'''

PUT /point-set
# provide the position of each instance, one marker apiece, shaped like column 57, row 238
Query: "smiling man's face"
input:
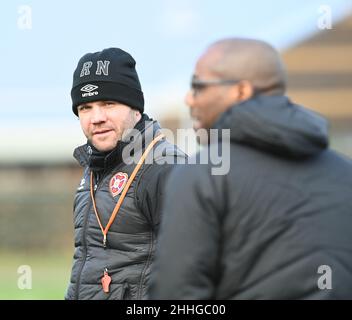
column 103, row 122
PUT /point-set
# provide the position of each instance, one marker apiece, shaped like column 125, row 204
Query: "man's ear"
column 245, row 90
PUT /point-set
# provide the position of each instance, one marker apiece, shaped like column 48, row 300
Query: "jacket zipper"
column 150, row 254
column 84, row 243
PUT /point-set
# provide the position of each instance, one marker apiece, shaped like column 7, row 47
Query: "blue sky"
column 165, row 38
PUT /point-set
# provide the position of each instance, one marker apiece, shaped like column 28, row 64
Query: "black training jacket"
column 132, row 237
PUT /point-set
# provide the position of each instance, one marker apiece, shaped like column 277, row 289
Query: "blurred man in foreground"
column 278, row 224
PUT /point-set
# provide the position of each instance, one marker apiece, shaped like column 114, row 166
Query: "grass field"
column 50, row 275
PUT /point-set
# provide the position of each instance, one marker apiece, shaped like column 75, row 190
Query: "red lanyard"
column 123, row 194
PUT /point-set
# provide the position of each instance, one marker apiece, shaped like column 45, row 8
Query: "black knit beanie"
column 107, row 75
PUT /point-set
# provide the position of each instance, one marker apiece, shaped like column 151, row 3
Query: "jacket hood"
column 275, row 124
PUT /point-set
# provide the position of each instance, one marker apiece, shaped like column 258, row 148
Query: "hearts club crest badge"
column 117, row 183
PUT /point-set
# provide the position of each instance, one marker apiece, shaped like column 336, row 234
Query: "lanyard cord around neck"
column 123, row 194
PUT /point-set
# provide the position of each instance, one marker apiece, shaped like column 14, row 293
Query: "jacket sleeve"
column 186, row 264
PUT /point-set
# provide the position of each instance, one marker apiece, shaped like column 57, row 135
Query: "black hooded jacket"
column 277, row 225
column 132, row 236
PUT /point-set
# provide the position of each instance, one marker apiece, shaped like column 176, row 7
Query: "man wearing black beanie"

'''

PROMPT: Look above for the line with "48, row 300" and the line with "75, row 190", and reproduce exactly those two lines plus every line between, nothing more.

SOLUTION:
# provide the position of each instance, one marker apiece, shaped like column 48, row 300
Query: "jacket zipper"
column 150, row 254
column 84, row 243
PUT /point-set
# provide the position of each instance, one marker apiece, shaped like column 7, row 47
Query: "blue sky"
column 165, row 38
PUT /point-set
# provide the position of each instance, one marker apiece, shaped like column 28, row 64
Query: "black training jacket"
column 132, row 237
PUT /point-set
# provide the position of each instance, one marker apiece, shaped like column 277, row 289
Query: "blurred man in foreground"
column 278, row 224
PUT /point-set
# provide the position of each instance, one marker apiece, shaped like column 114, row 166
Query: "grass field"
column 50, row 275
PUT /point-set
# provide the position of each instance, one marker apiece, shaped like column 75, row 190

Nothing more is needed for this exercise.